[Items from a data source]
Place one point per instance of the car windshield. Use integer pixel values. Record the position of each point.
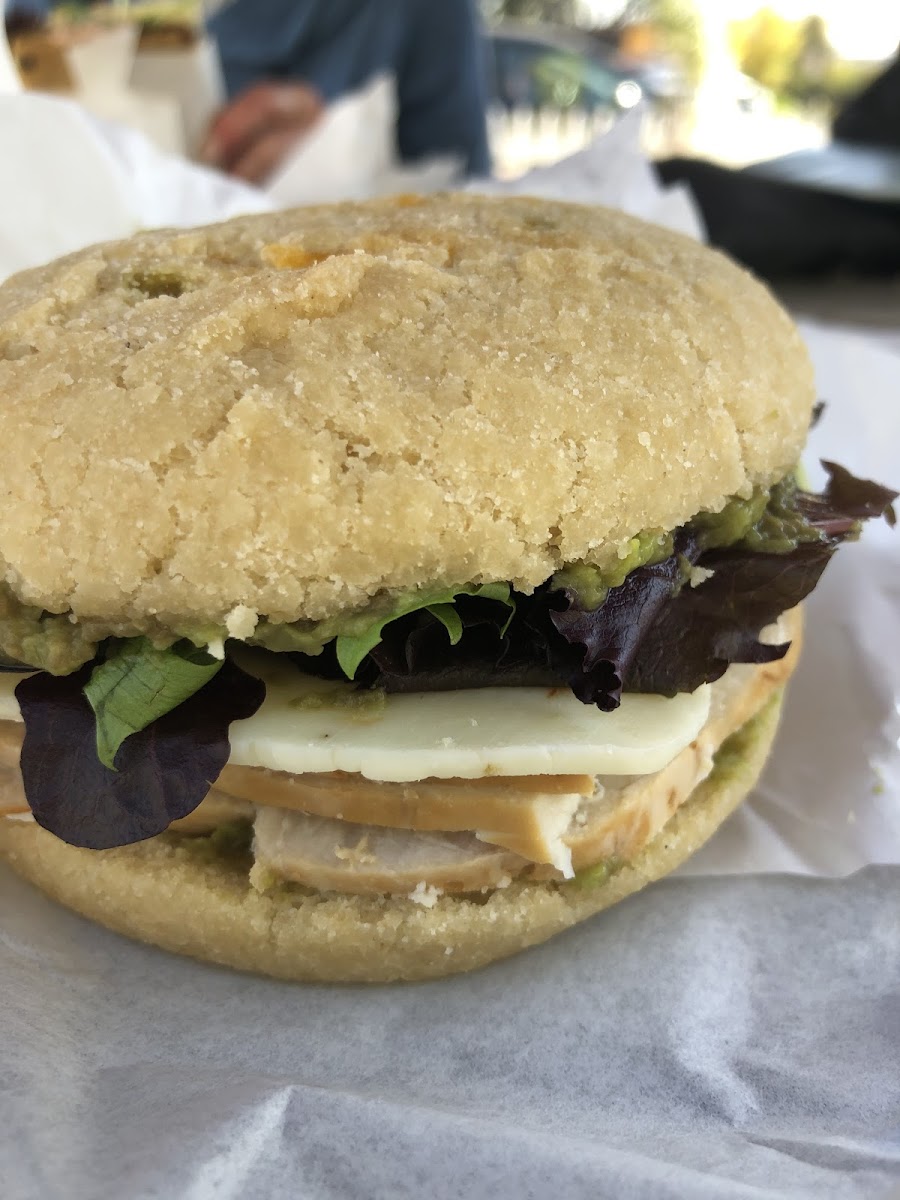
(538, 76)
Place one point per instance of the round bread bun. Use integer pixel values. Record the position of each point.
(298, 411)
(172, 893)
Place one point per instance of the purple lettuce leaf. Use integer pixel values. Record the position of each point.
(162, 772)
(654, 633)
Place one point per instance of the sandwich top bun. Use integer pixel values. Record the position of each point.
(287, 414)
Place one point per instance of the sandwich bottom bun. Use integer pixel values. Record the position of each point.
(174, 893)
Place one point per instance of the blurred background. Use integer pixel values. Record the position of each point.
(732, 81)
(783, 120)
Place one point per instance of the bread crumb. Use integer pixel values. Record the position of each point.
(425, 894)
(241, 621)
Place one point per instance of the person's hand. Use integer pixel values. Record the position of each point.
(257, 130)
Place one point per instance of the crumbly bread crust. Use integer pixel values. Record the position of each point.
(300, 409)
(167, 893)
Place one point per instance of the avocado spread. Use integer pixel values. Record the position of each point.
(767, 522)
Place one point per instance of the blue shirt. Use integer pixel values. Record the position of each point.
(432, 47)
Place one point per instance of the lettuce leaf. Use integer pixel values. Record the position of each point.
(353, 648)
(163, 771)
(654, 631)
(139, 683)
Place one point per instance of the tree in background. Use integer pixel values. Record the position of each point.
(766, 47)
(795, 59)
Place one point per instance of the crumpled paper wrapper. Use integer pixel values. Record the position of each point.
(709, 1038)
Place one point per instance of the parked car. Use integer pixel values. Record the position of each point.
(541, 67)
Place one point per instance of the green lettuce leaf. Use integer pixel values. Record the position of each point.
(352, 648)
(138, 684)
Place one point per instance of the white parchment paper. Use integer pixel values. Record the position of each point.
(709, 1038)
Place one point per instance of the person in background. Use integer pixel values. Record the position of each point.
(283, 60)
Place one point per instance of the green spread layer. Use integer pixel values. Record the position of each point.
(59, 645)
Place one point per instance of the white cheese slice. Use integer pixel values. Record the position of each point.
(453, 735)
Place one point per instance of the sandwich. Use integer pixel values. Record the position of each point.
(390, 586)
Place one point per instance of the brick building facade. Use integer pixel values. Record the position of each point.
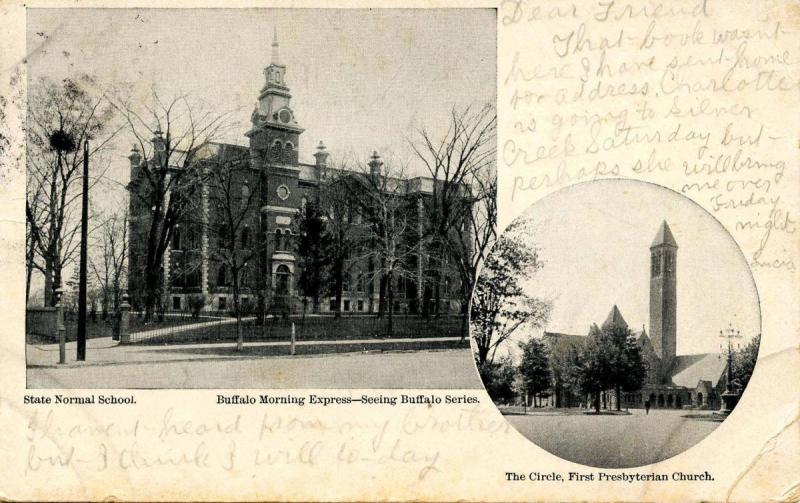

**What is required**
Leave the images out and give the rest of the data again exactly.

**Response area**
Place one point per instance of the car windshield. Use integer pixel values. Record the position of each point.
(538, 76)
Place one point per instance of the round bread bun. Use integer pixel values. Record the position of each point.
(298, 411)
(172, 893)
Place one point per instance of the purple lettuce leaf. Use integer pixel values. Record the position of each point.
(162, 772)
(654, 633)
Place one point per instance of the sandwich top bun. Use integer pixel values. Record the position of each point.
(287, 414)
Place one point per instance of the sandwich bottom bun. Use integer pixel values. Record the position of each point.
(174, 893)
Place one point per instance of the blurred background. Use integer pixel values. Record the position of each point.
(732, 81)
(783, 120)
Place one point per instance of the bread crumb. Use integer pixel values. Record the position of each point.
(425, 894)
(241, 621)
Place one point per instance of the person's hand. Use integer pixel values. Record the position of each point.
(257, 130)
Place one point per instance of the crumbly bread crust. Use integer pixel values. Record the position of each point.
(300, 409)
(167, 893)
Place one point per instance of the avocado spread. Use integer pixel values. Record the position of each point.
(767, 522)
Place one point per instance of the blue shirt. Use integer pixel values. Record the position of each point.
(432, 47)
Place one point per instance of the lettuce leaf. Use integer pixel values. Record the position of each point.
(353, 648)
(163, 771)
(654, 631)
(139, 683)
Place one point per instance of the tree in background. Use integer pixel values. Record the position of each point.
(766, 47)
(795, 59)
Place one point per instance of the crumpled paper wrapper. Use integer pixel values. Record the position of each point.
(709, 1038)
Place one point per instance of the parked car. Use integer pixel values. Record the position of each point.
(541, 67)
Place one point per instance of the green lettuce leaf. Use integer pixel values. Record the position of each point.
(352, 648)
(138, 684)
Place one point per instance of the white parchment paper. Use integer pixel values. Record the position of each point.
(709, 1038)
Place one point per instance of the person in background. Use integer pixel values. Record the position of each point.
(283, 60)
Place one point per instance of the green spread layer. Use integer pixel values. Record the position of each point.
(59, 645)
Place one point per instance of the white cheese slice. Use integer pixel values. Record the position of each point.
(453, 735)
Place one point per instance of the sandwich. Use integer pixel values. Record the position of each point.
(390, 586)
Place one point per instance of the brick building facade. Use integer pixel values. Record the position of each point.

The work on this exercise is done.